◆ EXERCISES
[A] In the account of the Joplin memorial concert, which ensemble performed for the centennial of Joplin's death?
[B] From the account of the Joplin memorial concert, repeat the stretch from "Each year St." through "provide some context.".

◆ EXTRACT PROVIDED
++++++++

Each year St. Michael’s puts on a free concert to honor Joplin, and we have attended many times. The cemetery is a little tricky to get to on public transportation, so it is usually a small affair, a few dozen locals and fans, a band, free hamburgers and hot dogs. This year marks the centennial of Joplin’s death, and the turnout was much bigger than usual, probably because of better publicity. The Paragon Ragtime Orchestra was the perfect choice for this one hundredth anniversary of Joplin’s death. The Paragons were eleven pieces strong and the program was mostly Joplin rags with a few other timely selections to provide some context.

Joplin’s grave bore no marker until 1974 when ASCAP donated a simple bronze plaque. This year a memorial bench was dedicated as a somewhat grander tribute. Your Grade “A” Fanciers, of course, had other ideas about paying homage to the great musician. We were joined in a toast to Scott Joplin by our friends Gabrielle and Scott.

++++++++

Object location annotation data
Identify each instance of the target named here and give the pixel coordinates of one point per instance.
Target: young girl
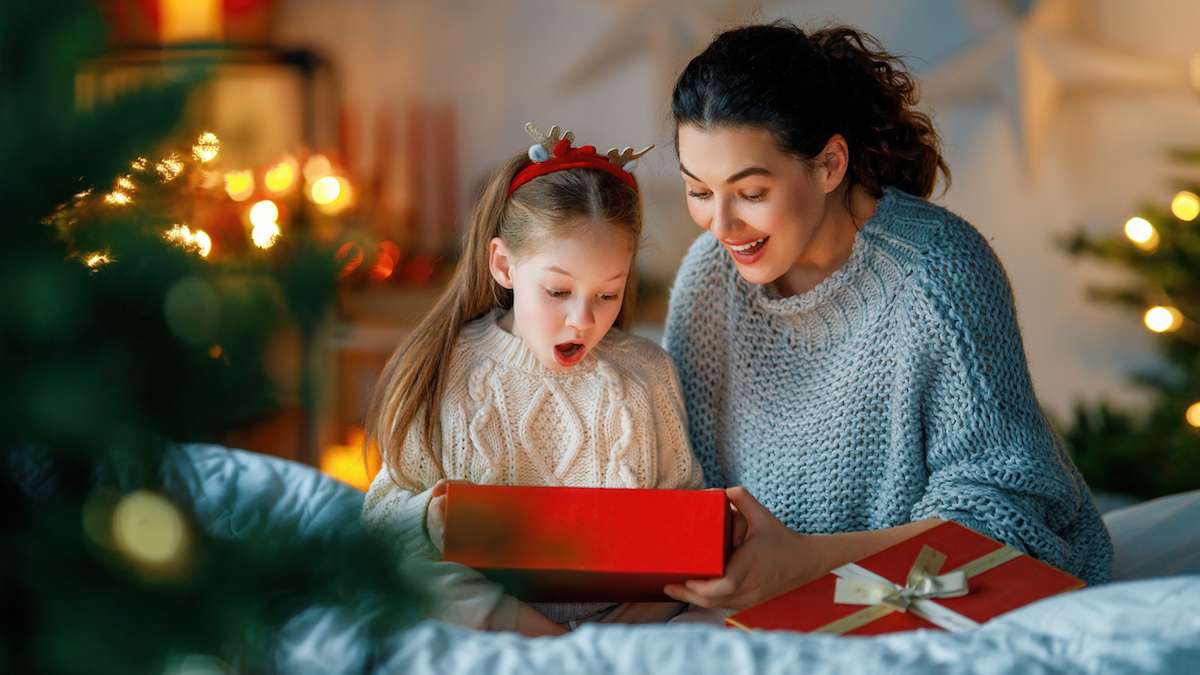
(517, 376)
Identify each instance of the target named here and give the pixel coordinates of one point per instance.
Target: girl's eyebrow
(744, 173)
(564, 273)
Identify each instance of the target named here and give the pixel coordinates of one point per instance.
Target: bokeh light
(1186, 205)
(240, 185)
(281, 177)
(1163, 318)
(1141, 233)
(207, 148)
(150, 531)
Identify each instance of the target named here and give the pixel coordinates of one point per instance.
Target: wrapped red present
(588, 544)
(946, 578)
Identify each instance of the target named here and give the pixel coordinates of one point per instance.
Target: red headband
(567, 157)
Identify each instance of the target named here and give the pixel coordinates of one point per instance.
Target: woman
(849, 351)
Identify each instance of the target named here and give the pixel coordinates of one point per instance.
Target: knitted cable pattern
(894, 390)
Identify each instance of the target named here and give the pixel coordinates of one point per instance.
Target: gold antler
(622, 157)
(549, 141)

++++++++

◆ FINAL ANSWERS
[A] The Paragon Ragtime Orchestra.

[B]
Each year St. Michael’s puts on a free concert to honor Joplin, and we have attended many times. The cemetery is a little tricky to get to on public transportation, so it is usually a small affair, a few dozen locals and fans, a band, free hamburgers and hot dogs. This year marks the centennial of Joplin’s death, and the turnout was much bigger than usual, probably because of better publicity. The Paragon Ragtime Orchestra was the perfect choice for this one hundredth anniversary of Joplin’s death. The Paragons were eleven pieces strong and the program was mostly Joplin rags with a few other timely selections to provide some context.